» WHAT TO DO:
A – Answer these questions about the ctticc function code, each on its own line:
(i) According to its comment, what IRT statistic is the CTT-A statistic equivalent to?
(ii) What value is assigned to c?
(iii) What three names are given to the columns of df?
B – Decide whether each statement agrees with the ctticc function code. Answer yes or no, and quote the words from the code that settle it.
(i) The function loads the plotly library.
(ii) The CTT-A parameter is calculated from the corrected item-total correlations.
(iii) The default value of nrow is 3.
C – Write the next part of the ctticc function code, starting after its last line.

The graphical representations are most informative when item characteristics are plotted simulataneously:

ctticc<-function(data, item, plot="together", nrow=2, ncol=3){
  library(psych)
  library(ggplot2)
  library(gridExtra)
  library(tidyverse)
  library(plotly)
  pseudob<-data.frame(qnorm(colMeans(data, na.rm=TRUE)))*-1 #CALCULATING THE CTT-B PARAMETER, WHICH IS JUST THE PROBABILITIES OF ANSWERING RIGHT FOR EACH ITEM.
  ahat<-function(x){
    r<-(((2.71828)^x)-(1/(2.71828)^x))/(2.71828-(2.71828)^x)

    ((((0.51+(0.02*abs(pseudob))+(0.301*pseudob^2))*x)+((0.57-(0.009*abs(pseudob))+(0.19*pseudob^2))*r))*1.71633) ## 1.71633

  }#FUNCTION TO ESTIMATE THE CTT-A STATISTIC, WHICH IS THE EQUIVALENT TO THE DISCRIMINATION STATISTIC IN IRT


  alphas<-psych::alpha(data, check.keys = FALSE, warnings=FALSE)                #COMPUTING ALPHAS FOR ALL 100 ITEMS. WE NEED THIS IN ORDER TO GET THE CORRECTED ITEM-TOTAL CORRELATIONS, WHICH WE THEN USE FOR COMPUTING THE CTT-A STATISTIC.
  citcs<-data.frame(alphas$item.stats$r.drop)                  #ACCESSING THE CORRECTED ITEM-TOTAL CORRELATIONS INSIDE alphas.
  pseudoA<-data.frame(ahat(citcs))                             #USING THE ahat FUNCTION TO CALCULATE THE CTT-A PARAMETER FOR ALL 100 ITEMS. CORRECTED ITEM-TOTAL CORRELATION ARE ENTERED AS AN ARGUMENT.
  pseudoB<- -0.000002895614+(1.535589*pseudob)                                   ## from simulations (b ~ z_g; normal ability distribution)
  df<-as.data.frame(cbind(citcs, pseudoA, pseudoB))            #PUTTING ALL RELEVANT STATISTIC TOGETHER

  colnames(df)<-c("CITC", "PseudoA", "PseudoB")                #RENAMING COLUMN HEADERS
  c<-0
  pseudob<-df$PseudoB[item]
  pseudoa<-df$PseudoA[item]
  df$inum<-row.names(df)

  eq <- function(x){c + ((1-c)*(1/(1+2.71828^(-1.7*(pseudoa*(x-pseudob))))))}          #FUNCTION THAT CREATES ICC BASED ON pseudob AND pseudoa
  output<-cbind(pseudob, pseudoa)

  # if(plot==TRUE & item<2){
  #   p<- ggplot() + xlim(-4,4) + geom_function(fun=eq, data=df)  #PLOTTING CTT-ICC AND IRT-ICC SIDE BY SIDE.

» DATA SHOWN:
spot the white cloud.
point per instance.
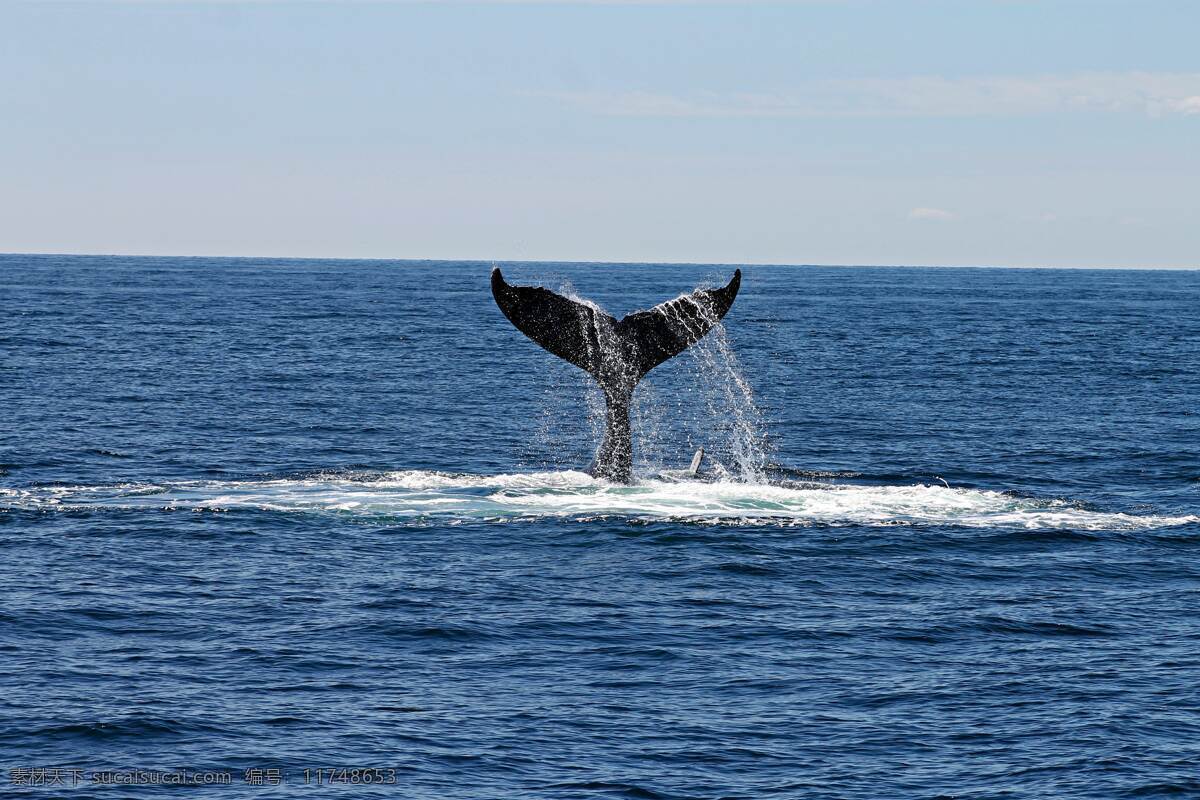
(937, 215)
(1156, 94)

» EXERCISE ANSWERS:
A –
(i) The discrimination statistic.
(ii) 0.
(iii) "CITC", "PseudoA", and "PseudoB".

B –
(i) Yes: "library(plotly)"
(ii) Yes: "CORRECTED ITEM-TOTAL CORRELATION ARE ENTERED AS AN ARGUMENT."
(iii) No: "nrow=2"

C –
  #   p

  # }


  if(plot=="separate"){ #type of plot1: all ICCs are plotted separately on different figures. Working as intended 5/26/2023
    p <- Map(function(A, B, item_lab) {
      ggplot(df, aes(color=item_lab)) +
        ylim(0,1)+
        geom_function(fun = function(x) {
          c + ((1 - c) * (1 / (1 + 2.71828^(-1.7*(A * (x-B))))))
        }, lwd=1.25) +
        scale_x_continuous(limits=c(-4,4), labels=c("Low Test Score","","Average Test Score","","High Test Score"))+
        labs(
             y = "p(1.0)",
             color="Item =")+
        theme(legend.position="top")
    }, df$PseudoA, df$PseudoB, df$inum)

    print(p[item])

  }




  if(plot=="together"){ #type of plot2: all ICCs are plotted in the same figure
    fun = function(x, PseudoA, PseudoB) {
      ((1 / (1 + 2.71828^(-1.7*(PseudoA * (x-PseudoB))))))
    }


    p<-df[item,] %>%
      crossing(x = seq(-4, 4, .1)) %>%             # repeat each row for every occurence of x
      mutate(y = fun(x, PseudoA, PseudoB)) %>%    # compute y values
      ggplot(aes(x, y, color = inum)) +
      ylim(0,1)+
      geom_line(linewidth=1.25) +
      scale_x_continuous(limits=c(-4,4), labels=c("Low Test Score","","Average Test Score","","High Test Score"))+
      labs(y = "p(1.0)",
           x = "")

    q<-ggplotly(p, tooltip=c("colour"))
    print(q)

  }

  if(plot=="grid"){ #type of plot2: all ICCs are plotted in the same figure but on a grid. Working as intended 5/26/2023
    p <- Map(function(A, B, item_lab) {
      ggplot(df, aes(color=item_lab)) +
        ylim(0,1)+
        geom_function(fun = function(x) {
          c + ((1 - c) * (1 / (1 + 2.71828^(-1.7*(A * (x-B))))))
        }, lwd=1.25) +
        scale_x_continuous(limits=c(-4,4), labels=c("Low Test Score","","Average Test Score","","High Test Score"))+
        labs(y = "p(1.0)",
           color="Item =")+
        theme(legend.justification=c(0,1), legend.position=c(0,1))
        ##theme(legend.position="top")
    }, df$PseudoA, df$PseudoB, df$inum)


    grid.arrange(grobs=c(p[item]), nrow=nrow, ncol=ncol)

  }



  return(q)
}


#library(ctticc)
data(testdata)
p<-ctticc(data, item=1:9)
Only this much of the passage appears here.